◆ **TRECHO DO TEXTO**:
O terceiro verbo é ‘libertar’. O pobre da Bíblia vive com a certeza de que Deus intervém em seu favor para lhe devolver dignidade. A pobreza não é procurada, mas criada pelo egoísmo, a soberba, a avidez e a injustiça: males tão antigos como o homem, mas sempre são pecados, acabando enredados neles tantos inocentes com dramáticas consequências sociais. A ação libertadora do Senhor é um ato de salvação em prol de quantos Lhe manifestaram a sua aflição e angústia. As amarras da pobreza são quebradas pelo poder da intervenção de Deus. Muitos Salmos narram e celebram esta história da salvação, que se verifica na vida pessoal do pobre: “Ele não desprezou nem desdenhou a aflição do pobre, nem desviou dele a sua face; mas ouviu-o, quando Lhe pediu socorro” (Sal 22, 25). Poder contemplar a face de Deus é sinal da sua amizade, da sua proximidade, da sua salvação. “Viste a minha miséria e conheceste a angústia da minha alma; (…) deste aos meus pés um caminho espaçoso” (Sal 31, 8b.9). Dar ao pobre um “caminho espaçoso” equivale a libertá-lo da “armadilha do caçador” (cf. Sal 91, 3), a tirá-lo da armadilha montada no seu caminho, para poder caminhar sem impedimentos e olhar serenamente a vida. A salvação de Deus toma a forma de uma mão estendida ao pobre, que oferece acolhimento, protege e permite sentir a amizade de que necessita. É a partir desta proximidade concreta e palpável que tem início um genuíno percurso de libertação: “Cada cristão e cada comunidade são chamados a ser instrumentos de Deus a serviço da libertação e promoção dos pobres, para que possam integrar-se plenamente na sociedade; isto supõe estar docilmente atentos, para ouvir o clamor do pobre e socorrê-lo” (“Evangelii gaudium”, 187).

[Material de uma coleção]
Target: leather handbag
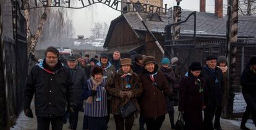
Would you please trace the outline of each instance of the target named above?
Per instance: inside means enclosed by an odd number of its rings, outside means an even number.
[[[121,116],[125,119],[137,110],[136,106],[130,100],[119,108]]]
[[[175,130],[184,130],[185,129],[184,121],[182,117],[182,113],[179,113],[179,118],[175,124]]]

◆ **O QUE FAZER**:
Reproduza palavra por palavra, do começo ao fim, o trecho acima sobre o verbo ‘libertar’.

◆ **RESPOSTA CORRETA**:
O terceiro verbo é ‘libertar’. O pobre da Bíblia vive com a certeza de que Deus intervém em seu favor para lhe devolver dignidade. A pobreza não é procurada, mas criada pelo egoísmo, a soberba, a avidez e a injustiça: males tão antigos como o homem, mas sempre são pecados, acabando enredados neles tantos inocentes com dramáticas consequências sociais. A ação libertadora do Senhor é um ato de salvação em prol de quantos Lhe manifestaram a sua aflição e angústia. As amarras da pobreza são quebradas pelo poder da intervenção de Deus. Muitos Salmos narram e celebram esta história da salvação, que se verifica na vida pessoal do pobre: “Ele não desprezou nem desdenhou a aflição do pobre, nem desviou dele a sua face; mas ouviu-o, quando Lhe pediu socorro” (Sal 22, 25). Poder contemplar a face de Deus é sinal da sua amizade, da sua proximidade, da sua salvação. “Viste a minha miséria e conheceste a angústia da minha alma; (…) deste aos meus pés um caminho espaçoso” (Sal 31, 8b.9). Dar ao pobre um “caminho espaçoso” equivale a libertá-lo da “armadilha do caçador” (cf. Sal 91, 3), a tirá-lo da armadilha montada no seu caminho, para poder caminhar sem impedimentos e olhar serenamente a vida. A salvação de Deus toma a forma de uma mão estendida ao pobre, que oferece acolhimento, protege e permite sentir a amizade de que necessita. É a partir desta proximidade concreta e palpável que tem início um genuíno percurso de libertação: “Cada cristão e cada comunidade são chamados a ser instrumentos de Deus a serviço da libertação e promoção dos pobres, para que possam integrar-se plenamente na sociedade; isto supõe estar docilmente atentos, para ouvir o clamor do pobre e socorrê-lo” (“Evangelii gaudium”, 187).